Items from a data source
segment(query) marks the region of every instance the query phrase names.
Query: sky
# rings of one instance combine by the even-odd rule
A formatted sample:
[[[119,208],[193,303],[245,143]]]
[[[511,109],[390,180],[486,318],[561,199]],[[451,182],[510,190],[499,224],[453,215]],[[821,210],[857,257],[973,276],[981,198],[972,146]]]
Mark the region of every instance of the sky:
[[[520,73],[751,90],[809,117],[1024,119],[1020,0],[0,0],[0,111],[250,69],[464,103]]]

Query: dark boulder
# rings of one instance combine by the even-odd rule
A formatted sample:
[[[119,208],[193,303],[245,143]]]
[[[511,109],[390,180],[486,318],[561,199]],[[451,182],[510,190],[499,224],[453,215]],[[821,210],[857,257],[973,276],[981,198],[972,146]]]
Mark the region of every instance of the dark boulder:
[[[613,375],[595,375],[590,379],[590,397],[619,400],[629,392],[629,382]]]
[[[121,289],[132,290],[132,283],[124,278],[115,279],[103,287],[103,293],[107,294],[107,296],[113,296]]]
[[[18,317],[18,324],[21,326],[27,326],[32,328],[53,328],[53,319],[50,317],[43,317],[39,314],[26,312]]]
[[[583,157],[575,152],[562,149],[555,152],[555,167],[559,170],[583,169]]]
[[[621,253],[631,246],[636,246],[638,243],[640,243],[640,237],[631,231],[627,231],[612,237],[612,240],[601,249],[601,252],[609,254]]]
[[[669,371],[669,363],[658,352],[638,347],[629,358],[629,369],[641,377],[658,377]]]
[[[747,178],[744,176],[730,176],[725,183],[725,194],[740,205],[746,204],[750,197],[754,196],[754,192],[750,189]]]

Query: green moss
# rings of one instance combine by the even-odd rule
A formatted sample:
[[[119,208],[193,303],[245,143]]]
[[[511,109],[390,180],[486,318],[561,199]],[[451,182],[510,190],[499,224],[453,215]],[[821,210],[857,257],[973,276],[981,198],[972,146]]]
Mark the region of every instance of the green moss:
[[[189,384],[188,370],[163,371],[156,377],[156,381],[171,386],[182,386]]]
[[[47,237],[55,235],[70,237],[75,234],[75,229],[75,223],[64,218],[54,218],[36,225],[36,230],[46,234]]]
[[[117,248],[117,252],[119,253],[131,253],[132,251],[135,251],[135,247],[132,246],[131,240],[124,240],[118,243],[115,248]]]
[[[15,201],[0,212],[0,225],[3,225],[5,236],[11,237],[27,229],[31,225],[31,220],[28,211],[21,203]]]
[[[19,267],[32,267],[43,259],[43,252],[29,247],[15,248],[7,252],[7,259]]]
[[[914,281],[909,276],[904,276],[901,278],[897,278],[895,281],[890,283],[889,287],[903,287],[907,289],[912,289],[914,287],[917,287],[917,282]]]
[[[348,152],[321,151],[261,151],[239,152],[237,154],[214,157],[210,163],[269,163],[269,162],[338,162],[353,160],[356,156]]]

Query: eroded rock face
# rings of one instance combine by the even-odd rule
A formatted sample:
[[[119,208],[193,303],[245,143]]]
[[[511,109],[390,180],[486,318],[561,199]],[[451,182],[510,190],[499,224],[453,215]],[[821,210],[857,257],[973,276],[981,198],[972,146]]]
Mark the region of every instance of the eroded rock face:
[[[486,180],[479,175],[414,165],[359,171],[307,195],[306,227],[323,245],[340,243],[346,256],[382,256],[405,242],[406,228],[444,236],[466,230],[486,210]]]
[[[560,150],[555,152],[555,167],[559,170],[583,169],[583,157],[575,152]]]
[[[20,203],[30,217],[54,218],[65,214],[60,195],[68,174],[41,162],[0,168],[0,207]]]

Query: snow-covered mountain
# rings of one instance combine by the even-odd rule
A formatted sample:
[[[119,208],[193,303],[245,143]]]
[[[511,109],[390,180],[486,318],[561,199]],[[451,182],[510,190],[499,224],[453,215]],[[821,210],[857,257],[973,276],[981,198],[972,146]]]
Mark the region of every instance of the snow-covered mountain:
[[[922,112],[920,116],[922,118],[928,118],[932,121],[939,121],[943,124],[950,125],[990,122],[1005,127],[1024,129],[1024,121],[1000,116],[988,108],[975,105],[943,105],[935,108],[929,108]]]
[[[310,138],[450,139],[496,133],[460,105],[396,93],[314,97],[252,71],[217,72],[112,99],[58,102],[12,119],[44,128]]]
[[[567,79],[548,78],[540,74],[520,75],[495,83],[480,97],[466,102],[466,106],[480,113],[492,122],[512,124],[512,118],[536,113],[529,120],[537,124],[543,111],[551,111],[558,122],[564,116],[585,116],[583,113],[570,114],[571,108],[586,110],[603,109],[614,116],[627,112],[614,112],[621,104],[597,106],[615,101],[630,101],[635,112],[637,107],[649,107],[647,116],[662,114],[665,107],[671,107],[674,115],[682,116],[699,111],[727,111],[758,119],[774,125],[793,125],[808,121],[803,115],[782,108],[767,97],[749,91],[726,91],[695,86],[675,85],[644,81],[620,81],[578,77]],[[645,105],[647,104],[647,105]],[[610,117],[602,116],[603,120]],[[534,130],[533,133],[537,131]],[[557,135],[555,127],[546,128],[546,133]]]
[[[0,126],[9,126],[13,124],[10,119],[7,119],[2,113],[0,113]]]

* Problem requirements:
Copy the data above in its entirety, exactly as given.

* Answer for this exercise:
segment(query) marks the region of every instance the query phrase names.
Query: sky
# rings of one instance combine by the even-odd rule
A formatted sample:
[[[119,208],[193,303],[245,143]]]
[[[511,109],[390,180],[486,318],[561,199]],[[451,182],[510,190],[499,224],[453,215]],[[821,210],[857,257],[973,276],[981,198],[972,146]]]
Mark the region of every instance of the sky:
[[[520,73],[751,90],[809,117],[1024,119],[1020,0],[0,0],[0,111],[250,69],[464,103]]]

Query: dark boulder
# rings of one instance combine by the even-odd rule
A formatted sample:
[[[119,208],[193,303],[245,143]]]
[[[511,109],[390,180],[486,318],[561,199]],[[451,182],[510,190],[499,224],[453,215]],[[821,210],[857,257],[973,276],[981,198],[972,146]]]
Mark the region of every instance of the dark boulder:
[[[613,375],[595,375],[590,379],[590,397],[619,400],[629,392],[629,382]]]
[[[121,289],[132,290],[132,283],[124,278],[115,279],[103,287],[103,293],[107,294],[107,296],[113,296]]]
[[[18,317],[18,324],[21,326],[27,326],[32,328],[53,328],[53,319],[50,317],[43,317],[39,314],[26,312]]]
[[[583,157],[575,152],[562,149],[555,152],[555,167],[559,170],[583,169]]]
[[[621,253],[631,246],[636,246],[638,243],[640,243],[640,237],[631,231],[627,231],[612,237],[612,240],[601,249],[601,252],[609,254]]]
[[[669,371],[669,363],[658,352],[638,347],[629,358],[629,369],[641,377],[658,377]]]
[[[747,178],[744,176],[730,176],[725,183],[725,194],[740,205],[746,204],[750,197],[754,196],[754,192],[750,189]]]

Query: green moss
# rings of one instance combine by the even-odd rule
A formatted sample:
[[[119,208],[193,303],[245,143]]]
[[[511,109],[390,180],[486,318],[561,199]],[[451,182],[510,190],[499,224],[453,215]],[[821,210],[857,257],[973,276],[981,198],[972,146]]]
Mark the region of every instance of the green moss:
[[[189,384],[188,370],[163,371],[156,377],[156,381],[171,386],[182,386]]]
[[[47,237],[55,235],[70,237],[75,234],[75,229],[75,223],[64,218],[54,218],[36,225],[36,230],[46,234]]]
[[[117,248],[117,252],[119,253],[131,253],[132,251],[135,251],[135,247],[132,246],[131,240],[124,240],[118,243],[115,248]]]
[[[15,201],[0,212],[0,225],[3,225],[5,236],[11,237],[27,229],[31,225],[31,220],[28,211],[21,203]]]
[[[19,267],[32,267],[43,259],[43,252],[29,247],[15,248],[7,252],[7,259]]]
[[[914,281],[909,276],[904,276],[901,278],[897,278],[895,281],[890,283],[889,287],[903,287],[907,289],[912,289],[914,287],[917,287],[917,282]]]
[[[348,152],[321,151],[261,151],[239,152],[237,154],[214,157],[210,163],[269,163],[269,162],[338,162],[353,160],[356,156]]]

Query: eroded rock face
# rings of one instance combine by the even-odd rule
A formatted sample:
[[[119,208],[193,303],[245,143]]]
[[[511,109],[390,180],[486,318],[561,199]],[[451,182],[510,190],[499,224],[453,215]],[[821,210],[857,257],[973,276],[981,198],[972,146]]]
Mark the region of every instance of the eroded rock face:
[[[486,180],[479,175],[414,165],[359,171],[307,195],[306,227],[323,245],[340,243],[346,256],[382,256],[405,242],[406,228],[444,236],[466,230],[486,210]]]
[[[560,150],[555,152],[555,167],[559,170],[583,169],[583,157],[575,152]]]
[[[20,203],[30,217],[54,218],[65,214],[60,195],[68,174],[41,162],[0,168],[0,207]]]

Query: snow-covered mountain
# rings of one instance combine by the even-odd rule
A formatted sample:
[[[119,208],[193,303],[245,143]]]
[[[511,109],[390,180],[486,318],[561,199]],[[451,182],[510,190],[499,224],[453,215]],[[821,210],[857,257],[973,276],[981,198],[972,146]]]
Mark the region of every instance of the snow-covered mountain:
[[[922,112],[920,116],[922,118],[928,118],[932,121],[939,121],[943,124],[950,125],[990,122],[1005,127],[1024,129],[1024,121],[1000,116],[988,108],[975,105],[943,105],[935,108],[929,108]]]
[[[310,138],[450,139],[496,133],[460,105],[396,93],[314,97],[252,71],[217,72],[112,99],[58,102],[12,119],[44,128]]]
[[[567,79],[548,78],[540,74],[520,75],[495,83],[480,97],[466,102],[466,106],[480,113],[492,122],[512,124],[512,118],[536,113],[529,120],[537,124],[543,111],[551,111],[558,122],[564,116],[585,116],[583,113],[570,114],[571,108],[586,110],[603,109],[614,116],[627,112],[614,112],[621,104],[597,106],[615,101],[630,101],[635,112],[637,107],[649,107],[647,116],[662,114],[665,107],[671,107],[674,115],[682,116],[699,111],[727,111],[758,119],[774,125],[793,125],[808,121],[803,115],[782,108],[767,97],[749,91],[726,91],[695,86],[675,85],[644,81],[620,81],[578,77]],[[645,105],[647,104],[647,105]],[[610,117],[602,116],[603,120]],[[534,130],[533,133],[537,131]],[[557,135],[555,127],[546,128],[546,133]]]
[[[0,126],[9,126],[13,124],[10,119],[7,119],[2,113],[0,113]]]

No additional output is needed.